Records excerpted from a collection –
- - - - - - -

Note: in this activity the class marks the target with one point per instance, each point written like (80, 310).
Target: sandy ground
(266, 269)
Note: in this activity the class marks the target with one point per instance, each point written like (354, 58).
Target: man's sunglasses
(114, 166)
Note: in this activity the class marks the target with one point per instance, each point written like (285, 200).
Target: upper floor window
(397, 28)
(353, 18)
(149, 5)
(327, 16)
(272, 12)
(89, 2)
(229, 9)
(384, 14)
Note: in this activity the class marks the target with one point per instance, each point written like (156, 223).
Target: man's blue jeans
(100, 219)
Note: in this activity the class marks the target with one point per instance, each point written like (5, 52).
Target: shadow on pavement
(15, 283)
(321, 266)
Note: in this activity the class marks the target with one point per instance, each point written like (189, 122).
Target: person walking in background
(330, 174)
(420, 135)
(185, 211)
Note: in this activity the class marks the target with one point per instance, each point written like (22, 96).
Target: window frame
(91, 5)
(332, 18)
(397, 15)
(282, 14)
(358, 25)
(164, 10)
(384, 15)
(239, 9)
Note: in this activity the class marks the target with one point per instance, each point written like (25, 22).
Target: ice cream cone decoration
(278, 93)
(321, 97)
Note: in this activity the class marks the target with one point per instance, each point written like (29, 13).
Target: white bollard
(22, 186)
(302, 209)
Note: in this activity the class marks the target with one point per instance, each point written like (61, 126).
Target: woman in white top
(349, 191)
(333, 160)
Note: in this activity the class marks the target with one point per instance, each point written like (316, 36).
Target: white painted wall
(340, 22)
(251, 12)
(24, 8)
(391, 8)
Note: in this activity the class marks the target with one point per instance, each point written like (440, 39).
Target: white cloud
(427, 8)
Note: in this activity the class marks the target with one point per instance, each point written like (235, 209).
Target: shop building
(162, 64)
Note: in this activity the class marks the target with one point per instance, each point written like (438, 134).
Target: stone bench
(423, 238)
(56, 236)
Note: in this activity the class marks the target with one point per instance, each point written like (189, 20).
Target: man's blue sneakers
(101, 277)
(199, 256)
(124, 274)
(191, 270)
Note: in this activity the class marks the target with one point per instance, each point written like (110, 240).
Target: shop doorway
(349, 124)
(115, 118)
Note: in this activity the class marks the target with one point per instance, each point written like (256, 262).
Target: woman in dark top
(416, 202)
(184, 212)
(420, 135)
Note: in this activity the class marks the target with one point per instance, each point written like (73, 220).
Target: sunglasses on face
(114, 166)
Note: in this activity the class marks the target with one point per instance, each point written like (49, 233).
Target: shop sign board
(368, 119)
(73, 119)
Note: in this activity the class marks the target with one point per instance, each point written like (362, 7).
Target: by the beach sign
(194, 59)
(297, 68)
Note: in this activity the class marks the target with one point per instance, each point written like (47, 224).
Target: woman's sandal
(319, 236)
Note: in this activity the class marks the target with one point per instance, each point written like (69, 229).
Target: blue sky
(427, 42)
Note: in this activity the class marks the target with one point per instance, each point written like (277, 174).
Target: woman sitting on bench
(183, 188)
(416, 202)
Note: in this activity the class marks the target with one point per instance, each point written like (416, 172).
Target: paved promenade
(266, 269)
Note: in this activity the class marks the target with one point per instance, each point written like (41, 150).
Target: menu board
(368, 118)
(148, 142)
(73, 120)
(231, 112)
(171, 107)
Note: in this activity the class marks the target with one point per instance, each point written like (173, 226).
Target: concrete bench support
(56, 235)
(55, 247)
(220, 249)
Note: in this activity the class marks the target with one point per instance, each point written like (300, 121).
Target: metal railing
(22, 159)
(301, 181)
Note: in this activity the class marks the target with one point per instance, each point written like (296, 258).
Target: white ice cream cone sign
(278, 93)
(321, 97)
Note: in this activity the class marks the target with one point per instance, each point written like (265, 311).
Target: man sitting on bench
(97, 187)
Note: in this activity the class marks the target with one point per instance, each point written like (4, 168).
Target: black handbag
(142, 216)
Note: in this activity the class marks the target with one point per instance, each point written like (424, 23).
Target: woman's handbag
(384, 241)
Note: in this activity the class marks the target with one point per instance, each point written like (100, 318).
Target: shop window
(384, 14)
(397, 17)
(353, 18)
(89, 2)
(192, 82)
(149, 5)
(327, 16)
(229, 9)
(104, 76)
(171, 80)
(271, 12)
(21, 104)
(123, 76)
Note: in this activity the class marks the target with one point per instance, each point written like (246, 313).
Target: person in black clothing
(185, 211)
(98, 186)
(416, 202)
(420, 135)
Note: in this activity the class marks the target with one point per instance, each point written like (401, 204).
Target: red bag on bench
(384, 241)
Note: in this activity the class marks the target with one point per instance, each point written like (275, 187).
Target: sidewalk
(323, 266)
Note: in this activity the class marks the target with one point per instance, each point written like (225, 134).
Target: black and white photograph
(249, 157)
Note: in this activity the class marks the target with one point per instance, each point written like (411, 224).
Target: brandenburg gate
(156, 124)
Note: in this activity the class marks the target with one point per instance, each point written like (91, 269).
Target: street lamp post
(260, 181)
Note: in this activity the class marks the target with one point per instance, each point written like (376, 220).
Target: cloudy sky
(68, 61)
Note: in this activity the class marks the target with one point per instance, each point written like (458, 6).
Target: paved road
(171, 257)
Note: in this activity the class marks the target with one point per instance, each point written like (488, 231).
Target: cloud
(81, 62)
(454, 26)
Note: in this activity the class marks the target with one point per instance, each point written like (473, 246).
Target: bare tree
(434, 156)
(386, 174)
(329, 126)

- - - - - - -

DIRECTIONS FOR THIS TASK –
The range runs from the line above containing "Target: shop sign board" to the line containing "like (277, 174).", inclusive. Restate those lines word for word and no others.

YOUR RESPONSE –
Target: shop sign board
(368, 119)
(73, 119)
Note: in this activity the class marks the target with one point per instance, each point written like (362, 7).
Target: by the beach sign
(194, 59)
(297, 68)
Note: in this activity the class marks the target with one point per instance, each point written like (47, 224).
Target: woman's sandal
(319, 236)
Note: in this activity the class marks the target with one point per instance, each point written like (69, 229).
Target: blue sky
(427, 42)
Note: in this activity the class marks the target with one point per instance, each point written like (277, 174).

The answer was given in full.